# [TEXTE PROPOSÉ]
= = = = =

Le roman policier métaphysique d’Edgar Allan Poe à Alain Robbe-Grillet

Répondre à une question par une autre question

Le terme « métaphysique » n’a plus ici d’acception religieuse comme c’était le cas en 1941 lorsque le terme fut employé pour la première fois par Howard Haycraft pour décrire l’aspect philosophico-théologique des histoires de Chesterton ayant pour héros un détective-prêtre, le père Brown. La terminologie a évolué et l’on peut dire que l’aspect « métaphysique » de ces textes réside maintenant dans leur capacité à répondre à une question par une autre question, à toujours postposer cette solution tant espérée et à transformer le récit en une boucle narrative presque perverse qui, invariablement, conduit le détective à sa propre perte, que ce soit dans la folie ou dans la mort.

wakefield PoeL’Homme des foules de Poe est probablement l’un des textes les plus innovants et représentatifs du genre métaphysique. C’est Patricia Merivale qui, la première, a mis l’accent sur cette nouvelle en la qualifiant de « Gumshoe Gothics », c’est-à-dire d’histoire mettant en scène un détective privé inspiré par la littérature gothique, un autre genre pour lequel Poe est bien entendu célèbre. En fait, Merivale y décrit un type de récit policier plus concerné par « l’absence ou la disparition de personnes » que par la présence de cadavres. La critique américaine fait même le lien entre la nouvelle de Poe et une autre histoire mystérieuse parue en 1835, Wakefield de Nathaniel Hawthorne4 :

«[…] a metaphysical detective story is likelier to deal with a Wakefield, a Missing Person, a person sought for, glimpsed, and shadowed, gumshoe style, through endless, labyrinthine city streets, but never really Found – because he was never really There, because he was, and remains, missing.»

En lisant le texte de Poe, on peut sincèrement se poser la question de savoir si un crime, quel qu’il soit, a été commis. L’Homme des foules, c’est l’histoire d’un narrateur et protagoniste convalescent qui, au premier abord, semble doté de pouvoirs d’interprétation dignes de Dupin alors qu’il analyse et classifie socialement les personnes de la foule qui l’entoure dans un pub de Londres. La multitude est un livre ouvert pour le narrateur jusqu’à l’apparition d’un vieillard mystérieux qui tout de suite, mais sans raison apparente, éveille sa curiosité. Le protagoniste suit cet homme toute la nuit et toute la journée du lendemain sans parvenir à interpréter son comportement ; sans arriver à déterminer autre chose que ce fait : il semble mal à l’aise en dehors de la foule. La poursuite se termine par un face à face qui accentue encore le caractère impénétrable de « l’homme des foules », ce « génie du crime » incapable d’être seul. L’histoire se conclut sur un échec et un constat : « it does not permit itself to be read », elle ne se laisse pas lire ; il y a des mystères qui ne peuvent être expliqués.

Patricia Merivale va encore plus loin dans son analyse en lisant « au-delà de la fin » et en démontrant comment la triade victime-criminel-enquêteur propre au genre policier traditionnel est réduite à une seule et même unité. Elle explique que du point de vue du narrateur-détective, « je » poursuis un criminel pour en apprendre plus sur lui. Du point de vue de l’homme des foules, « j’ai » le sentiment d’être poursuivi par un « criminel silencieux ». En fait, le narrateur imite le comportement de l’homme qu’il piste ou plutôt le reflète tel un miroir, se transformant de facto en véritable homme des foules. Enfin, du point de vue du lecteur, « je » suis ou poursuis dans ma lecture et reflète à mon tour par ce geste, le mouvement d’un homme qui est à la fois détective, victime et criminel.

= = = = =

# [LISTE DES DONNÉES]

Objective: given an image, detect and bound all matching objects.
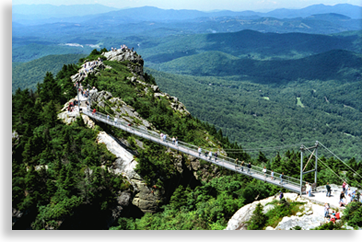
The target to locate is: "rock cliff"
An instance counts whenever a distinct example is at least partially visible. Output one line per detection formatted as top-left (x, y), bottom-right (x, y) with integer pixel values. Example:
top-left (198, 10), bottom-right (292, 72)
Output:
top-left (58, 49), bottom-right (220, 216)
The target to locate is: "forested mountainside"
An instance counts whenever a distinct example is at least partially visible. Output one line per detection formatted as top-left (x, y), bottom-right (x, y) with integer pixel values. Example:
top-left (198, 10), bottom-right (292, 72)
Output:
top-left (12, 50), bottom-right (362, 230)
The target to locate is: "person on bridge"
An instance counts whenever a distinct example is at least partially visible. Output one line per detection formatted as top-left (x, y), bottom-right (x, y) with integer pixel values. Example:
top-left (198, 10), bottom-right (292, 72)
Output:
top-left (240, 161), bottom-right (244, 172)
top-left (163, 134), bottom-right (167, 142)
top-left (279, 172), bottom-right (284, 184)
top-left (305, 182), bottom-right (312, 197)
top-left (342, 181), bottom-right (347, 193)
top-left (339, 191), bottom-right (346, 207)
top-left (326, 182), bottom-right (331, 197)
top-left (263, 166), bottom-right (266, 179)
top-left (324, 203), bottom-right (329, 218)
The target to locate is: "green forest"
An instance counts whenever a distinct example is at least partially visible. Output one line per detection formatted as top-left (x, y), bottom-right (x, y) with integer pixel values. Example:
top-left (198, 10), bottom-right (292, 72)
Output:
top-left (12, 50), bottom-right (362, 230)
top-left (11, 54), bottom-right (87, 93)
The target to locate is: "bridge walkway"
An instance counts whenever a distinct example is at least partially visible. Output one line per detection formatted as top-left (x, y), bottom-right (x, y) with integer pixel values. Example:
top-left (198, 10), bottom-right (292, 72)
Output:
top-left (82, 108), bottom-right (305, 193)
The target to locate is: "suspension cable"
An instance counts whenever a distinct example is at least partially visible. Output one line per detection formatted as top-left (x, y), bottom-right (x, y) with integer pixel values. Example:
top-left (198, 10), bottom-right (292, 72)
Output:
top-left (319, 142), bottom-right (362, 178)
top-left (306, 149), bottom-right (345, 182)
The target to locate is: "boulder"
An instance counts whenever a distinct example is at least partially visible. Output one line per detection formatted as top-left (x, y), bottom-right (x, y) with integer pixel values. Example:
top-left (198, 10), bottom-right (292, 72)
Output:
top-left (97, 131), bottom-right (139, 179)
top-left (225, 193), bottom-right (299, 230)
top-left (132, 179), bottom-right (164, 213)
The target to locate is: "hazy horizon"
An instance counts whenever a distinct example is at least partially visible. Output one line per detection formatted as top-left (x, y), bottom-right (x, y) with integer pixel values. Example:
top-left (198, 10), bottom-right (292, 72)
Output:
top-left (12, 0), bottom-right (362, 12)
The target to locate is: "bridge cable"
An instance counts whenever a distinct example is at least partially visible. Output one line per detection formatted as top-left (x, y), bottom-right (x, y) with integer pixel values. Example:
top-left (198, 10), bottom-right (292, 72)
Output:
top-left (306, 149), bottom-right (345, 182)
top-left (319, 142), bottom-right (362, 178)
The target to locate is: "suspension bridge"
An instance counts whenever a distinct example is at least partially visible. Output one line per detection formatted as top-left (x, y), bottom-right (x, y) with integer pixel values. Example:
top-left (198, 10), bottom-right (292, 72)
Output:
top-left (73, 88), bottom-right (362, 199)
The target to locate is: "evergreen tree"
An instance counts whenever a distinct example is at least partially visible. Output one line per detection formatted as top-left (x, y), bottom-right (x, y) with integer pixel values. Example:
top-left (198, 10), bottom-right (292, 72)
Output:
top-left (247, 203), bottom-right (267, 230)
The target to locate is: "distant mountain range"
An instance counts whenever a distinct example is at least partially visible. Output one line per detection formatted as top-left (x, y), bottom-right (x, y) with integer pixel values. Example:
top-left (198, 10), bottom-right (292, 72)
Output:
top-left (12, 4), bottom-right (362, 25)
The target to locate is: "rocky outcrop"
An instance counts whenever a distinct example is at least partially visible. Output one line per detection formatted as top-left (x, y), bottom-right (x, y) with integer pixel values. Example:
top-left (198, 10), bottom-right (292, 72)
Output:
top-left (226, 193), bottom-right (325, 230)
top-left (225, 193), bottom-right (362, 230)
top-left (102, 48), bottom-right (144, 75)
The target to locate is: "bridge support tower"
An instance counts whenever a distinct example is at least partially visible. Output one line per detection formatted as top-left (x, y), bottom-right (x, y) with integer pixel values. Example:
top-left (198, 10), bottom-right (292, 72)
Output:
top-left (300, 141), bottom-right (319, 195)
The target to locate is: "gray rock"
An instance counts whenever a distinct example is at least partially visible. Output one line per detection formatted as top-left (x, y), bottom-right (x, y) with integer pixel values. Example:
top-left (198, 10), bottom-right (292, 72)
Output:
top-left (117, 191), bottom-right (132, 207)
top-left (263, 204), bottom-right (275, 214)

= = = = =

# [EXERCICES]
1. D'après le texte sur le roman policier métaphysique, en quelle année Howard Haycraft a-t-il employé le terme « métaphysique » pour la première fois ?
2. Recopiez dans le texte sur le roman policier métaphysique le passage compris entre « Le roman policier » et « dans la mort. », ces deux bornes incluses.
Le matériel n'intervient pas dans ce travail.

# [CORRIGÉS]
1. En 1941.

2.
Le roman policier métaphysique d’Edgar Allan Poe à Alain Robbe-Grillet

Répondre à une question par une autre question

Le terme « métaphysique » n’a plus ici d’acception religieuse comme c’était le cas en 1941 lorsque le terme fut employé pour la première fois par Howard Haycraft pour décrire l’aspect philosophico-théologique des histoires de Chesterton ayant pour héros un détective-prêtre, le père Brown. La terminologie a évolué et l’on peut dire que l’aspect « métaphysique » de ces textes réside maintenant dans leur capacité à répondre à une question par une autre question, à toujours postposer cette solution tant espérée et à transformer le récit en une boucle narrative presque perverse qui, invariablement, conduit le détective à sa propre perte, que ce soit dans la folie ou dans la mort.